Work to complete>
1. Answer these questions using the article on South Korea's food self-sufficiency:
(a) What was the grain self-sufficiency rate in 2016, excluding animal feed?
(b) How many tons of foreign beef did South Koreans consume last year?
(c) What share of beef sales at E-Mart last year came from domestic beef?
2. Put the records into a JSON list of strings, one string per line, starting at the first line of the records and ending at the line that contains "<point>322,278</point>". Leave out blank lines and the pictures.

Document section>
━━━━━━━━━━━━━━━━━━━━
The nation’s self-sufficiency rate of grain, excluding feed for animals, dropped to 48.4 percent in 2016, from 55.6 percent in 2010, showed the data by the Ministry of Agriculture, Food and Rural Affairs.
South Korea imports most of its animal feed. Including animal feed, the nation‘s self-sufficiency rate for grain stood at just 24 percent in 2015.
Separate data by the state-run Korea Rural Economic Institute estimated that the nation’s self-sufficiency rate of beef might have fallen to 37.7 percent last year.
It was the first time in 13 years that the rate of beef fell below 40 percent.
Last year, South Koreans consumed 362,000 tons of foreign beef.
Australian beef came to 178,000 tons, making up 49 percent of total beef imports. American and New Zealand beef stood at 42 percent and 6 percent, respectively.
Australian and American beef accounted for 54.8 percent of total sales of beef at E-Mart last year, with domestic beef, known as hanwoo, accounting for 45.2 percent.
South Korea‘s anti-graft law -- which took effect in September last year -- is also adding to the woes of the local beef industry.
━━━━━━━━━━━━━━━━━━━━
Excerpts from point annotation data
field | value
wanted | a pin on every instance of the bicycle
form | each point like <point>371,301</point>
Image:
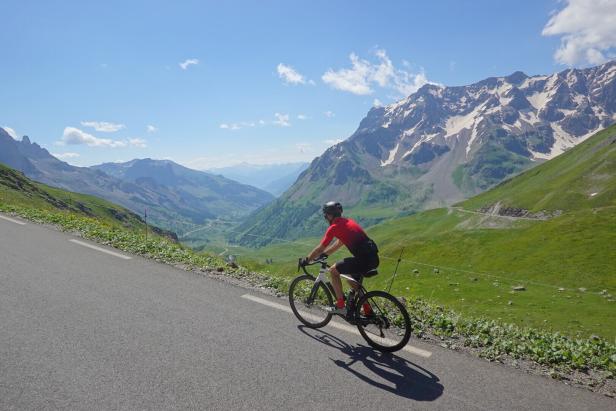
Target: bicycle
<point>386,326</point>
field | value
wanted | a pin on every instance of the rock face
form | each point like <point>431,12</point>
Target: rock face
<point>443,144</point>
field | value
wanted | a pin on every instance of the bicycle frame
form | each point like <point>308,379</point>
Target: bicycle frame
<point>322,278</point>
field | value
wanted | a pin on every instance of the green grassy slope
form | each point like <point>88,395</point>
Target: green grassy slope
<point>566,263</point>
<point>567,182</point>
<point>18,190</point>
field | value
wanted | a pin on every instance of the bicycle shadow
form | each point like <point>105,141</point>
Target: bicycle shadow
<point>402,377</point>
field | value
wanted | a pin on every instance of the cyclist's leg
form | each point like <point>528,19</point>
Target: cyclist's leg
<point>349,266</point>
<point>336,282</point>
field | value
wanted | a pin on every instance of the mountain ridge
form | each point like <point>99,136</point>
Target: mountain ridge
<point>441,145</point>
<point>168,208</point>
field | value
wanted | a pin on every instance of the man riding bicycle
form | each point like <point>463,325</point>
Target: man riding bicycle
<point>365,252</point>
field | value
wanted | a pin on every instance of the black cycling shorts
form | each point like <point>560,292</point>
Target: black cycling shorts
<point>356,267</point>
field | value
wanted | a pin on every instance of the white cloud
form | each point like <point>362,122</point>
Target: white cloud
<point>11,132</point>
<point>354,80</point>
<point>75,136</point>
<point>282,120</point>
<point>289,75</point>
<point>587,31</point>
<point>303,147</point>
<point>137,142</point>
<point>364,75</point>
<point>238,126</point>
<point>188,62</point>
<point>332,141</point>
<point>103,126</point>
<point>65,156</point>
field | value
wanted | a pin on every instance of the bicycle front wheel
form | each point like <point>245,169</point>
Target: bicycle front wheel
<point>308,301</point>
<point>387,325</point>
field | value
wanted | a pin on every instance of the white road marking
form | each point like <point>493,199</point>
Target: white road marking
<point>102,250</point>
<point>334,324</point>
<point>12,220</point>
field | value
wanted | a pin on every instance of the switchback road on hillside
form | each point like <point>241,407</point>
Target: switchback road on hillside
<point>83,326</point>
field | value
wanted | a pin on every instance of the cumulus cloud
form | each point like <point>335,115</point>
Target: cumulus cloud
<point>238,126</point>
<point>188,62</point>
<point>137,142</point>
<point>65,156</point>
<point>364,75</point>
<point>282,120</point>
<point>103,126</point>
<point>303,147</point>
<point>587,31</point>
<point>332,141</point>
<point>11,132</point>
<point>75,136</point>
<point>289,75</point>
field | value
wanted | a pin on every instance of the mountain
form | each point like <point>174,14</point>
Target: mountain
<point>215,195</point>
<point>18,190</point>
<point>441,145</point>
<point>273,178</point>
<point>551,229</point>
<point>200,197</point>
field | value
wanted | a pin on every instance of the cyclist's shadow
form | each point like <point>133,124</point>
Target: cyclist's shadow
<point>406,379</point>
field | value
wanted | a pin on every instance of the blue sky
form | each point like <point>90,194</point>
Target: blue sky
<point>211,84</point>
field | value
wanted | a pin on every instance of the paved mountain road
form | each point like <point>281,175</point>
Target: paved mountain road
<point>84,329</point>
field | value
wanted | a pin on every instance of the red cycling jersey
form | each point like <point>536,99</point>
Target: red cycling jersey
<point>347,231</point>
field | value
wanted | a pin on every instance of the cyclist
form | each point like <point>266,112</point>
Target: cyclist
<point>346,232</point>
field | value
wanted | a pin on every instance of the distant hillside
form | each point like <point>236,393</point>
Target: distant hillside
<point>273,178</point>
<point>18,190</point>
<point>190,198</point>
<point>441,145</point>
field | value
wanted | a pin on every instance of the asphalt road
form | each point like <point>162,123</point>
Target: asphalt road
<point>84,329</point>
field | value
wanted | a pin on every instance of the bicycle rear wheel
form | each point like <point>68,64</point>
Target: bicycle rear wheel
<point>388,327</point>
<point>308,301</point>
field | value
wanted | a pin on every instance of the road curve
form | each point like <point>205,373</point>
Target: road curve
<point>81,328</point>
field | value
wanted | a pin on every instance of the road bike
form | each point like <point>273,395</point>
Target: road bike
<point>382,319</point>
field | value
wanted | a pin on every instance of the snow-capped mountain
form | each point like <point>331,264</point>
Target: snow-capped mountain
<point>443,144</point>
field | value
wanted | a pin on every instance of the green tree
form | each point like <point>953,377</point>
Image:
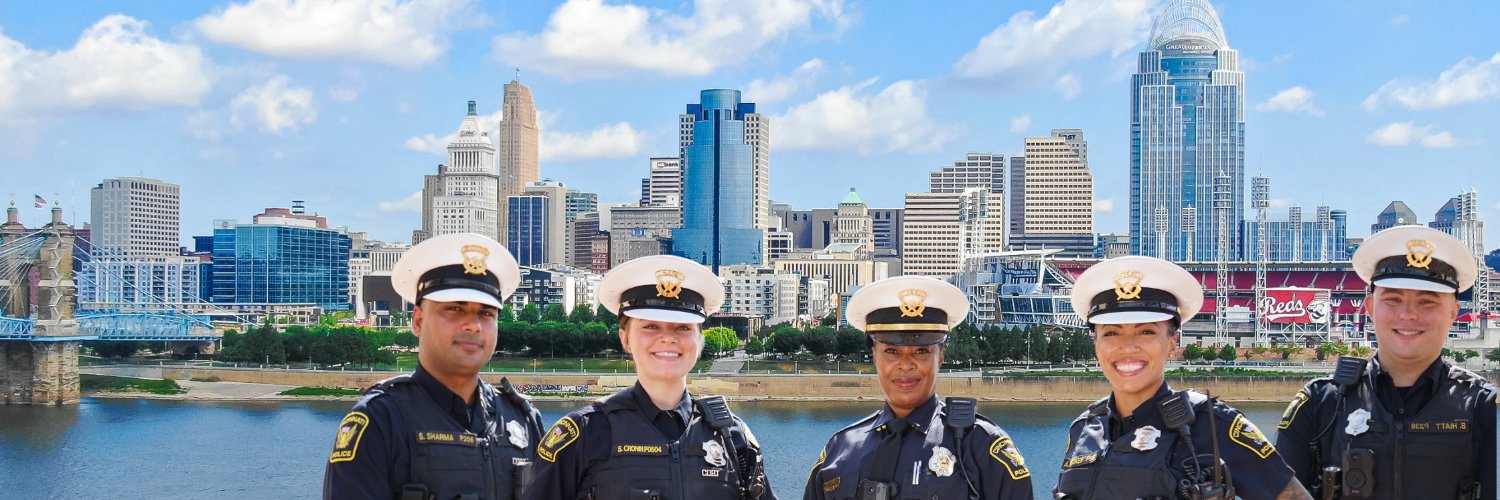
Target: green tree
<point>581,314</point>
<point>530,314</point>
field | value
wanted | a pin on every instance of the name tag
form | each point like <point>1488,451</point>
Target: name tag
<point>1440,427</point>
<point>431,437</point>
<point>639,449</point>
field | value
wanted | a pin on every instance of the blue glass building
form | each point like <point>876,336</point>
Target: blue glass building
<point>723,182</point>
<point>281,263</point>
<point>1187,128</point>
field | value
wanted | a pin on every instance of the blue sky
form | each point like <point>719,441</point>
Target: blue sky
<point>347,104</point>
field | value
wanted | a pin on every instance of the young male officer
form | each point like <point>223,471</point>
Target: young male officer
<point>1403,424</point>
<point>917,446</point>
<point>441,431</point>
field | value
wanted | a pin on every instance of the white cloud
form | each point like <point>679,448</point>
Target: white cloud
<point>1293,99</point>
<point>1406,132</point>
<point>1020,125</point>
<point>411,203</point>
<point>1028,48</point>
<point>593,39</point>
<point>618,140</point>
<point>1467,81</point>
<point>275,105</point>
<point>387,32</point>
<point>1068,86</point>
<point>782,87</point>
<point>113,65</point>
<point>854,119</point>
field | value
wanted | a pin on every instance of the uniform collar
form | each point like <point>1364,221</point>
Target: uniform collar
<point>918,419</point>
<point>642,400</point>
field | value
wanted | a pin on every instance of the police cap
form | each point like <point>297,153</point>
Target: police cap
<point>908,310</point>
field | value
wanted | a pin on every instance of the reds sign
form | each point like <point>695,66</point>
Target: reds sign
━━━━━━━━━━━━━━━━━━━━
Set of answers>
1.
(a) 48.4 percent
(b) 362,000 tons
(c) 45.2 percent

2.
[
  "field | value",
  "wanted | a pin on every instance of the bicycle",
  "form | each point like <point>371,301</point>",
  "Image:",
  "Target: bicycle",
  "<point>386,326</point>",
  "field | value",
  "wanted | a pin on every instance of the rock face",
  "form | each point like <point>431,12</point>",
  "Target: rock face",
  "<point>443,144</point>",
  "field | value",
  "wanted | a pin on every instance of the bicycle frame",
  "form | each point like <point>308,379</point>",
  "Target: bicycle frame",
  "<point>322,278</point>"
]